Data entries
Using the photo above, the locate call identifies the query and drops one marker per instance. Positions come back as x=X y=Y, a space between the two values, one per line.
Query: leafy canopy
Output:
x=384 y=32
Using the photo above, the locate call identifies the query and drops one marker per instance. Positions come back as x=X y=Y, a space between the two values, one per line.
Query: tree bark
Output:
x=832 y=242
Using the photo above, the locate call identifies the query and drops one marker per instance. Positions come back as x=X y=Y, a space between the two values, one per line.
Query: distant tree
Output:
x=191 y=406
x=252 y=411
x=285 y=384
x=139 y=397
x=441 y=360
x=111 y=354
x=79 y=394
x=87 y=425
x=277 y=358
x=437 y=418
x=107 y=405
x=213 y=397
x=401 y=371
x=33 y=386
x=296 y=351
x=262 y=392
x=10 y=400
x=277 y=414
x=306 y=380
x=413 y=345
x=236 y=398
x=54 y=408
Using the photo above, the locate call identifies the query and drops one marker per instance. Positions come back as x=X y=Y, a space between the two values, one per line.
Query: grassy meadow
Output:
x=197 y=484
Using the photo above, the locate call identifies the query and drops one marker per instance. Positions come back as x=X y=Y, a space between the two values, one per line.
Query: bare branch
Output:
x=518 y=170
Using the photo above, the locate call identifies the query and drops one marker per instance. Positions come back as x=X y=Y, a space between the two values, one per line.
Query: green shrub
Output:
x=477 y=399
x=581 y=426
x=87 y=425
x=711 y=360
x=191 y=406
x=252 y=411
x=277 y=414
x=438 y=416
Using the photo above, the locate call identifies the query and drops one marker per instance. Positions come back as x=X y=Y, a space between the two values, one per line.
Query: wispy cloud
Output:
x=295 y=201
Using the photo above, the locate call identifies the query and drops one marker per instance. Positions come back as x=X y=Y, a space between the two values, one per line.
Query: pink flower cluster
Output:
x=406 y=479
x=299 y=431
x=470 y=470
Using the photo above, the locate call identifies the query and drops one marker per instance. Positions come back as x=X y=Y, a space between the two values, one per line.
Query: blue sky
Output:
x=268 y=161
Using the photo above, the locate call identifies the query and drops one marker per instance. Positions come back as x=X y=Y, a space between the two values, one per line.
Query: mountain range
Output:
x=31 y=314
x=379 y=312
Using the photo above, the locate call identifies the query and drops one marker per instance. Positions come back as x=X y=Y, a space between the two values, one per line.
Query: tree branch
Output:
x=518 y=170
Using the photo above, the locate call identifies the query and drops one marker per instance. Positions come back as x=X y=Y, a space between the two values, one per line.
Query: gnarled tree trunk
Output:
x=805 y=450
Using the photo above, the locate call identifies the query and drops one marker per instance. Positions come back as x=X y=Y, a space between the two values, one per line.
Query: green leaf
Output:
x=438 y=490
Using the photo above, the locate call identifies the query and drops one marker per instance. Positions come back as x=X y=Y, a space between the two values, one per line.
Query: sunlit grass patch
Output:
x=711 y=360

» **Exercise requirements**:
Each record needs to be given again exactly.

» **The completed task**:
Using the photo above, the locate call identifies the query and drops one marker per instance. Positions come back as x=X y=Y, a space between the two values, one per line.
Query: leafy canopy
Output:
x=384 y=32
Using the photo above, the locate call identifies the query and drops one marker per instance. Positions come back as x=X y=Y, a space between the two values, one per line.
Query: tree bark
Output:
x=832 y=242
Using the photo above, the locate call identifies the query and drops one marker per instance. Positions come back as x=X y=Y, a space between the two values, one per line.
Query: distant tree
Output:
x=191 y=406
x=252 y=411
x=285 y=384
x=139 y=397
x=441 y=360
x=111 y=354
x=79 y=394
x=87 y=425
x=277 y=358
x=437 y=418
x=107 y=405
x=213 y=397
x=401 y=371
x=33 y=386
x=296 y=351
x=262 y=392
x=10 y=400
x=277 y=414
x=306 y=380
x=413 y=345
x=236 y=398
x=54 y=408
Using the photo above, the locate call identifies the query and drops one marker per instance. Positions come back as x=X y=Y, a space between the two values, one per line.
Query: grassy meadow
Output:
x=197 y=484
Using the photo above, the locate call identifies the query and drops one marker per instance. Positions come back as x=X y=Y, a space between the two values, one per line.
Query: bare branch
Output:
x=518 y=170
Using the photo above, the locate call identifies the query and drops one marker per instance. Positions come back as x=X y=Y, a space between the two values, one per line.
Query: green shrub
Output:
x=477 y=399
x=581 y=426
x=87 y=425
x=711 y=360
x=191 y=406
x=252 y=411
x=277 y=414
x=438 y=416
Using the photo above, the locate call identifies the query and drops one marker per instance. Positions come back as x=X y=Y, a space between the two values, one per line.
Query: wispy cloud
Output:
x=295 y=201
Using the photo above, the locate call identifies the query and drops one marker per instance. Positions come back as x=X y=Y, a space between the two values, one per line.
Query: pink flower cluster
Output:
x=406 y=479
x=299 y=431
x=470 y=470
Using the photo above, the locate call identifies the query and drops one marker per instance. Positions come back as x=X y=Y, a space between the two values, one per line.
Query: blue sky
Output:
x=268 y=161
Using the photo above, the locate call identifies the query and drops one marker per instance. Positions come back as x=X y=Y, a space between the two values, one per line.
Query: mountain range
Output:
x=31 y=314
x=379 y=312
Using the photo above, the locate call identifies the query and drops one marker per instance. Positions come back as x=X y=Y, a space between the two values, one per line.
Query: tree branch
Output:
x=518 y=170
Using the photo above, the locate call identifies the query and drops one marker per instance. Positions come back as x=X y=Y, a space between the two values, one per line.
Query: gnarled tree trunk
Output:
x=805 y=450
Using the photo above, the locate call identifies the query and drops one marker per instance. Positions come back as x=X y=Y, a space between the two values, one per line.
Query: green leaf
Output:
x=438 y=490
Using the photo above, the locate call identifies the query and drops one marker per instance. Positions come back as x=X y=Y, a space between the two values, one per line.
Query: sunlit grass patch
Output:
x=711 y=360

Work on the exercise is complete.